● **Study text**
Bronco Production Will Stop For Two Weeks Due To Chip Shortage
Car companies today face unbelievable challenges. Not only do they have to fight competitors in a very tough market, but they also need to follow government-proposed safety and environmental guidelines while still making cars exciting enough to attract ever so discriminating customers.
Further still, even if they manage to do all of that, they're still faced with global challenges that are beyond their control. We all know that the COVID-19 crisis has profoundly affected the automotive industry, but we couldn't have predicted the extent to which its consequences would continue to be a factor. The latest semiconductor shortage is a prime example.
If you read the news, you probably already know that a series computer chip problem is the latest Covid-related setback for the automotive industry. And, since electronics control nearly all functions of modern vehicles, having no chips on hand to install during the production process means that companies simply cannot assemble their cars.
The demand for new vehicles has been astronomical, especially in a recovering post-COVID-19 economy. This would normally be a piece of excellent news for companies across the board if they were able to meet that demand. Unfortunately, due to this chip shortage, production has been halted or, at best, slowed, and even though you may well have money in hand, dealers just don’t have vehicles to sell you.
Ford has already announced that some of its factories will be shutting down for two weeks due to this shortage. They had originally announced that Ford Bronco production would not be affected, but as of last week Ford announced that the production of the Bronco Sport in their Hermosillo Assembly Plant in Mexico would, in fact, be stopping.
Industry insiders knew that it was only a matter of time before the production of the 2021 Bronco would be halted, as well. That happened yesterday, and Ford released an internal memo listing all of its factories that will be taking a two-week break during the month of May. Six major production facilities across North America and Mexico will be affected, with the Michigan Assembly Plant (home of 2021 Bronco) shutting down for two weeks, starting May 17th.

● **Activity list**
1. Reproduce the Bronco shutdown article verbatim, covering everything from "The demand for" down to "to sell you.".
2. According to the Bronco shutdown article, at which plant is the Bronco Sport produced?
Rely solely on the article about the Bronco shutdown.

● **Dataset excerpt**
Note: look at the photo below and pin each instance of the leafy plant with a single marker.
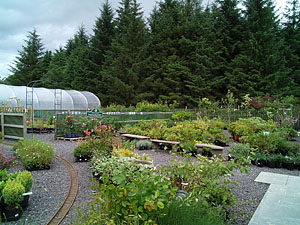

● **Task-by-task solutions**
1.
The demand for new vehicles has been astronomical, especially in a recovering post-COVID-19 economy. This would normally be a piece of excellent news for companies across the board if they were able to meet that demand. Unfortunately, due to this chip shortage, production has been halted or, at best, slowed, and even though you may well have money in hand, dealers just don’t have vehicles to sell you.

2. The Hermosillo Assembly Plant in Mexico.